------ 原文抜粋 ------
原審第十二回公判調書中被告人林の「私が(大沢野警察署の)署長に対し感謝して涙を流したことについて申し上げたい。(被告人林の業務上横領被疑事件で勾留中)署長が私の独房に入つて来て『松岡が五百万円取つて仕舞つたことは調べ上げてあつて、松岡は横領になる、お礼をしようという気持があつたがやろ。君の方でお礼をやつたと云えば良いではないか。殊に松岡は弁護士であるから何でもないことではないか。大恩を受けた松岡が助かるではないか。君は現に株を買つているから横領になる。その金を松岡にやつたと云えば横領にならぬ。君のために云うのだ。取調官にそのように云いなさい』と云われたので、それ程調査してあるのなら私が下坂に株を買つて貰うため五百万円預けて来たのを松岡先生が取つて使つておられるとは思わなかつたが、署長は松岡が使つていると云うので、もしかすると松岡先生がその金を取つて使つているか、なにかに流用されて貯金に入れて居られるのでないかと錯覚を起し、先生にやつたとさえ云えば私が株を買つて自分の名義にしているのが横領にならぬし松岡先生も横領にならぬ、どつちも助かると一遍に有難くなり涙が出た」旨の供述記載が存し、同被告人の「検察庁へ来ても警察で一旦述べた事を訂正するわけにもいかんので警察で述べたとおり供述した」旨供述記載が認められ当審においても略同趣旨の供述をしていることが認められ(記録一九六三丁以下)右供述記載と原審第十一回公判調書中証人城田幸里の供述部分(記録一八六九丁以下)同第十二回公判調書中証人元吉甚一の供述部分(記録一九二三丁以下)を綜合すれば当時大沢野警察署の署長たる元吉甚一は当時同署の留置場に勾留中の被疑者林唯義の独房に深夜入り同被疑者に対し問答ないし説得をなした結果、従来被疑事実を否認せる右被疑者をして被疑事実に概ね照応する供述をなさしめるに至つた事実が認められるのであるが、苟くも警察署長が深夜自ら被疑者の独房において被疑者に対し被疑事実に関し問答ないし説得をなすが如きは被疑者取調の通常の取扱に反する全く異例の事に属すること。
以上の諸点を次に説示するところと綜合すれば被告人林の原判示検察官調書には全幅の信頼を措き難い。
二、被告人林の検察官調書における供述記載と他の証拠との矛盾性。
そこで被告人林の右調書の内容と他の証拠との矛盾を対照する。
(イ) 謝礼金相談の点。
------ 提供された行 ------
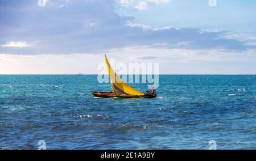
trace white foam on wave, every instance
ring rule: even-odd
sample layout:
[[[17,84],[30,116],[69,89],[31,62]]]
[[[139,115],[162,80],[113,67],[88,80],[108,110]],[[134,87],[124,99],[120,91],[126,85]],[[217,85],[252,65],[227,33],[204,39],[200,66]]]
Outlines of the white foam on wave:
[[[235,96],[237,94],[228,94],[229,96]]]

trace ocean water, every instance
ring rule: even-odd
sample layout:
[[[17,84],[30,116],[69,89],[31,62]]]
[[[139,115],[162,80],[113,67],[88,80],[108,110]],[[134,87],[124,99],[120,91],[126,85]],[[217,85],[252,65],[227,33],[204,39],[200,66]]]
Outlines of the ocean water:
------
作業指示: 原文抜粋のうち「原審第十二回公判調書中被告人」から「る全く異例の事に属すること。」までを、一字も変えずに書き写してください。 これらの行はこの作業には関係しません。

解答例:
原審第十二回公判調書中被告人林の「私が(大沢野警察署の)署長に対し感謝して涙を流したことについて申し上げたい。(被告人林の業務上横領被疑事件で勾留中)署長が私の独房に入つて来て『松岡が五百万円取つて仕舞つたことは調べ上げてあつて、松岡は横領になる、お礼をしようという気持があつたがやろ。君の方でお礼をやつたと云えば良いではないか。殊に松岡は弁護士であるから何でもないことではないか。大恩を受けた松岡が助かるではないか。君は現に株を買つているから横領になる。その金を松岡にやつたと云えば横領にならぬ。君のために云うのだ。取調官にそのように云いなさい』と云われたので、それ程調査してあるのなら私が下坂に株を買つて貰うため五百万円預けて来たのを松岡先生が取つて使つておられるとは思わなかつたが、署長は松岡が使つていると云うので、もしかすると松岡先生がその金を取つて使つているか、なにかに流用されて貯金に入れて居られるのでないかと錯覚を起し、先生にやつたとさえ云えば私が株を買つて自分の名義にしているのが横領にならぬし松岡先生も横領にならぬ、どつちも助かると一遍に有難くなり涙が出た」旨の供述記載が存し、同被告人の「検察庁へ来ても警察で一旦述べた事を訂正するわけにもいかんので警察で述べたとおり供述した」旨供述記載が認められ当審においても略同趣旨の供述をしていることが認められ(記録一九六三丁以下)右供述記載と原審第十一回公判調書中証人城田幸里の供述部分(記録一八六九丁以下)同第十二回公判調書中証人元吉甚一の供述部分(記録一九二三丁以下)を綜合すれば当時大沢野警察署の署長たる元吉甚一は当時同署の留置場に勾留中の被疑者林唯義の独房に深夜入り同被疑者に対し問答ないし説得をなした結果、従来被疑事実を否認せる右被疑者をして被疑事実に概ね照応する供述をなさしめるに至つた事実が認められるのであるが、苟くも警察署長が深夜自ら被疑者の独房において被疑者に対し被疑事実に関し問答ないし説得をなすが如きは被疑者取調の通常の取扱に反する全く異例の事に属すること。